* Tasks to complete *
- 1) Revise the Harvard wellness study article, rewriting the part that opens with "People who live" and closes with "to dementia, and death.", with "toxic relationships" replaced by "unhealthy relationships".
- 2) Carry on writing the article about the 75-year Harvard study from the point where it stops.
───── Document text
Surprising Key to Wellness in 75-Year Harvard Study

Perhaps the longest running and most comprehensive study of adults is ongoing at Harvard University. It began in 1938, and followed two groups of men to identify the psychosocial predictors of healthy aging. The Grant study group is made up of 268 Harvard graduates and the Glueck study group is comprised of 456 men who grew up in the inner city neighborhoods of Boston, MA.

The study has been conducted over decades by generations of researchers. Through blood tests, questionnaires, brain scans and doctor’s visits, researchers used a wide range of tools used to follow these men through their traumas, relationships, careers, parenting, and day-to-day lives.

It turns out, the quality of ones relationships is the biggest single predictor of physical health and well being. Even more than wealth, job satisfaction or genetic factors—positive social relationships create health and well being, and loneliness kills.

“The clearest message that we get from this 75 year study is this: Good relationships keep us happier and healthier. Period.”

People who live in ongoing toxic relationships or people who are lonely have more quickly declining health, and their brain functioning declines as well, leading to dementia, and death.

“Those people who were most satisfied with their close relationships at age 50, were healthiest in their 80s.”
──────────
───── Available data
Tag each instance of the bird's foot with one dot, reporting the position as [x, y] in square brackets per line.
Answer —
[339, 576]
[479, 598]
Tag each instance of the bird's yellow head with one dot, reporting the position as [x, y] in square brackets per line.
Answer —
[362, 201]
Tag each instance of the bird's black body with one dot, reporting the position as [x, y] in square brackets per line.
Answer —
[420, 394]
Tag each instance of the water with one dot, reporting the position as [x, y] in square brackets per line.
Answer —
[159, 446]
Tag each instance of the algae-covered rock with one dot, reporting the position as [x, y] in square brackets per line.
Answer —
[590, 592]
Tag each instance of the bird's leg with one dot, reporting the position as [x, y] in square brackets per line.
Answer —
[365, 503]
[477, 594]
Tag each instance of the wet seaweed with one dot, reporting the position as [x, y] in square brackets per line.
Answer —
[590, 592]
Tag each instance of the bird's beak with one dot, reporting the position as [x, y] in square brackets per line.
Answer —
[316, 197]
──────────
* Numbered answers *
- 1)
People who live in ongoing unhealthy relationships or people who are lonely have more quickly declining health, and their brain functioning declines as well, leading to dementia, and death.

- 2)
The definition of close relationship doesn’t seem to matter whether a person is married, or surrounded by family or close friends—it’s the quality of the relationships that made the difference in health and happiness.

Good relationships protect our brains, not just our bodies. People in safe, secure relationships, where trust is high, had sharper brain functioning, and the people who were in more toxic, less-close relationships had a much higher incidence of dementia and cognitive decline.

“The clearest message that we get from this 75 year study is this: Good relationships keep us happier and healthier. Period.”

Moral of the story?  Choose your partner wisely and nurture that relationship with everything you have. Surround yourself with positive and uplifting people, get together with friends often, and clear negative or toxic experiences as soon as you can.

If your relationships could use a little more nurturing and care, it’s never too late. Cultivating a community of supportive and loving people you trust and enjoy is key to a Bliss-filled life—start today!